Beginning at the line with "Question. Point out every instance of the asphalt", output each line to the end of the listing below exactly, please.

## Start Provided records

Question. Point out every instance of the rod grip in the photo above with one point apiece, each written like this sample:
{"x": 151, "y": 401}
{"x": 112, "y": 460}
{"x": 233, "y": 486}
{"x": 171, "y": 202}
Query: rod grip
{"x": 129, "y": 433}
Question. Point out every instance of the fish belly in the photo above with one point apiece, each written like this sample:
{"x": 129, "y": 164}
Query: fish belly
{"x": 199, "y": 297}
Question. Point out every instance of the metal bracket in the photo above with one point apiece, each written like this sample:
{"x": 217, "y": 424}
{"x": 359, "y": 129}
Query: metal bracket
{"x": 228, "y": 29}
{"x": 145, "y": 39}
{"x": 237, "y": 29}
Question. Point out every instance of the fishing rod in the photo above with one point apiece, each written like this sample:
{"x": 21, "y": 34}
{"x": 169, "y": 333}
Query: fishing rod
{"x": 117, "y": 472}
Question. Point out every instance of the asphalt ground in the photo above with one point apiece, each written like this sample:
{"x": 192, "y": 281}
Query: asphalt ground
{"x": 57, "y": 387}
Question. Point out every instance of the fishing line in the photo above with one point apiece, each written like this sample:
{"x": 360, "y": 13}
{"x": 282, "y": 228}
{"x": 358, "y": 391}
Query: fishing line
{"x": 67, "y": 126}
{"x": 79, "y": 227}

## End Provided records

→ **Output for this task**
Question. Point out every instance of the asphalt ground in the photo above with one point apiece, each written like this sample:
{"x": 192, "y": 281}
Query: asphalt ground
{"x": 57, "y": 387}
Question. Point out every instance of the fishing line in the photo above with one point apiece, each written like this sample:
{"x": 360, "y": 13}
{"x": 282, "y": 228}
{"x": 358, "y": 391}
Query: fishing line
{"x": 67, "y": 126}
{"x": 79, "y": 227}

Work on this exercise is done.